WHAT TO WORK ON:
Below is a block of data; give all of it again word for word.

=== DATA LISTING ===

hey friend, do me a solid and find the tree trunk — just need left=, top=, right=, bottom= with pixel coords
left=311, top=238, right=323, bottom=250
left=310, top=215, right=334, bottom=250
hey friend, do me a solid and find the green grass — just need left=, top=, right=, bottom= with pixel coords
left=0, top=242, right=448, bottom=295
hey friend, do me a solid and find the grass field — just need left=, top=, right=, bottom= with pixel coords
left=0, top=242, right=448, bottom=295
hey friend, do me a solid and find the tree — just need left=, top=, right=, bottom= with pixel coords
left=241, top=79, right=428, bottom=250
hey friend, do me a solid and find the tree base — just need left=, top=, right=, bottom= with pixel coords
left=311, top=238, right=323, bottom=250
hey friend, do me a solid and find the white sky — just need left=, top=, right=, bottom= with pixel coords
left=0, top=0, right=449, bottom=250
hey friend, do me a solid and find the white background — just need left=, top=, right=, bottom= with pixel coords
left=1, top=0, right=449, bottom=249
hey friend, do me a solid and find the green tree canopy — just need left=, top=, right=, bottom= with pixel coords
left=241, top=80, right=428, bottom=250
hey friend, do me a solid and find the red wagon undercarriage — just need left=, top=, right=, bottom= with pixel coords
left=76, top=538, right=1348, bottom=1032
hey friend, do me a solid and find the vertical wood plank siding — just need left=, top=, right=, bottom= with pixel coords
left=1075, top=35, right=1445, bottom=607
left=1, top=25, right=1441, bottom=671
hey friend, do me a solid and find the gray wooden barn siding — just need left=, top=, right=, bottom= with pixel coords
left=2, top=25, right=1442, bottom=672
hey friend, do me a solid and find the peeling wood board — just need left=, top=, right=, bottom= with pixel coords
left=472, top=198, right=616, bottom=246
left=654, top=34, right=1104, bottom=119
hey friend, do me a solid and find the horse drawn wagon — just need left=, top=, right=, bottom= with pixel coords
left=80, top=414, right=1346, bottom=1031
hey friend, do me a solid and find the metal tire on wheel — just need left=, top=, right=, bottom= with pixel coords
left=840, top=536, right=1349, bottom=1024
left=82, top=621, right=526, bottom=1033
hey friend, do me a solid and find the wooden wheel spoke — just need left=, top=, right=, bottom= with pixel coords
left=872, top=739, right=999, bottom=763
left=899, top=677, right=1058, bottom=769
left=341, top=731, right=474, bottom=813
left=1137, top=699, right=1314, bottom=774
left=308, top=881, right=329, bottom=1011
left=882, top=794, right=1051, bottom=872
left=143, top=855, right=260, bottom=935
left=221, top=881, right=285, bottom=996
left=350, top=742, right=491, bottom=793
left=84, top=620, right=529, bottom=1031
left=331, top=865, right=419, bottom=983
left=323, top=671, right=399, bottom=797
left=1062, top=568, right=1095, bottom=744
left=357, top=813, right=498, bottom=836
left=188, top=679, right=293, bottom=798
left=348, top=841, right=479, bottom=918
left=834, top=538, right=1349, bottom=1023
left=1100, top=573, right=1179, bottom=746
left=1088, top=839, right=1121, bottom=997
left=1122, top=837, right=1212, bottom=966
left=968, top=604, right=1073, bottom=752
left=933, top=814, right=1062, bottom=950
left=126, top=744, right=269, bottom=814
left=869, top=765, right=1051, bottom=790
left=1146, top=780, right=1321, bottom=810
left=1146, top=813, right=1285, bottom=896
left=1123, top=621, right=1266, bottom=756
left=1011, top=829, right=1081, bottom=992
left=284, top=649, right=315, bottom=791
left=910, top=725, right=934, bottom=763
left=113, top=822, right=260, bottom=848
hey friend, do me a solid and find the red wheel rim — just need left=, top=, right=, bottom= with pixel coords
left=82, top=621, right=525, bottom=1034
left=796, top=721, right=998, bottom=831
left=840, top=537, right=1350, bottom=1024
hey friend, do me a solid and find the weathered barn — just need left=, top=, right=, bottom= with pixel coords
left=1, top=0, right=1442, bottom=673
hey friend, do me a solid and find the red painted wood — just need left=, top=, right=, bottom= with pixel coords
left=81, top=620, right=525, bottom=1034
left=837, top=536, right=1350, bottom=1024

===

ANSWER AREA:
hey friend, do me a solid and find the tree trunk — just need left=, top=, right=, bottom= with pixel coords
left=311, top=238, right=323, bottom=250
left=310, top=215, right=334, bottom=250
hey friend, do me a solid and find the green grass — just need left=, top=, right=, bottom= with pixel coords
left=0, top=242, right=448, bottom=295
hey friend, do me a solid and find the grass field — just need left=, top=, right=, bottom= with pixel coords
left=0, top=242, right=448, bottom=295
hey friend, do me a solid and find the tree — just need left=, top=, right=, bottom= with pixel coords
left=241, top=79, right=428, bottom=250
hey friend, do me a solid and find the tree base — just need left=, top=, right=, bottom= with pixel coords
left=311, top=238, right=323, bottom=250
hey friend, do me a solid and find the white sky — just need left=, top=, right=, bottom= with pixel coords
left=0, top=0, right=449, bottom=250
hey friend, do me a solid and find the white background — just need left=, top=, right=, bottom= with pixel coords
left=1, top=0, right=449, bottom=249
hey friend, do me a solid and find the green tree canopy — just need left=, top=, right=, bottom= with pixel coords
left=241, top=80, right=428, bottom=250
hey friend, do me a solid and find the red wagon undercarriage — just need left=, top=, right=, bottom= with pixel coords
left=76, top=538, right=1348, bottom=1032
hey friend, do me a solid and find the vertical wood plank siding — just need left=, top=, right=, bottom= with pixel coords
left=1075, top=35, right=1445, bottom=607
left=1, top=25, right=1441, bottom=671
hey friend, do me a solid and find the gray wooden barn siding — just need left=, top=, right=, bottom= with pixel coords
left=2, top=25, right=1442, bottom=672
hey friend, do me a solid and find the peeling wood board — just need left=, top=, right=, bottom= with pixel coords
left=472, top=198, right=616, bottom=246
left=654, top=34, right=1104, bottom=119
hey friend, do me a solid and find the horse drawn wagon — just need left=, top=, right=, bottom= with pixel coords
left=80, top=414, right=1346, bottom=1031
hey friend, do me a solid and find the metal tire on wheel — just need left=, top=, right=, bottom= with pixel coords
left=840, top=536, right=1349, bottom=1024
left=82, top=621, right=526, bottom=1033
hey friend, do me a solid and find the wooden wheel spoke — just need left=, top=, right=, bottom= with pixel coords
left=872, top=739, right=999, bottom=763
left=899, top=677, right=1058, bottom=769
left=341, top=731, right=474, bottom=813
left=1137, top=699, right=1314, bottom=774
left=308, top=881, right=329, bottom=1011
left=882, top=794, right=1051, bottom=872
left=143, top=855, right=260, bottom=935
left=221, top=881, right=285, bottom=996
left=350, top=742, right=491, bottom=793
left=84, top=620, right=529, bottom=1031
left=331, top=865, right=419, bottom=983
left=323, top=671, right=399, bottom=797
left=1062, top=568, right=1095, bottom=744
left=357, top=813, right=498, bottom=836
left=188, top=679, right=293, bottom=798
left=348, top=841, right=479, bottom=918
left=834, top=538, right=1349, bottom=1023
left=1100, top=573, right=1179, bottom=746
left=1088, top=839, right=1121, bottom=997
left=1122, top=837, right=1212, bottom=966
left=968, top=604, right=1073, bottom=752
left=933, top=814, right=1062, bottom=950
left=126, top=744, right=269, bottom=814
left=869, top=765, right=1051, bottom=790
left=1146, top=780, right=1321, bottom=810
left=1146, top=813, right=1285, bottom=896
left=1123, top=621, right=1266, bottom=756
left=1011, top=829, right=1081, bottom=992
left=284, top=649, right=315, bottom=791
left=910, top=725, right=934, bottom=763
left=113, top=822, right=260, bottom=848
hey friend, do me a solid and find the red wheel rim — just need left=, top=, right=, bottom= with pixel coords
left=82, top=621, right=525, bottom=1034
left=796, top=721, right=998, bottom=831
left=840, top=537, right=1350, bottom=1024
hey friend, do me a solid and find the weathered barn — just need left=, top=, right=, bottom= with pixel coords
left=1, top=0, right=1442, bottom=673
hey friend, do me a solid and find the red painted wood — just need left=, top=, right=, bottom= with pixel coords
left=81, top=620, right=525, bottom=1034
left=837, top=536, right=1350, bottom=1024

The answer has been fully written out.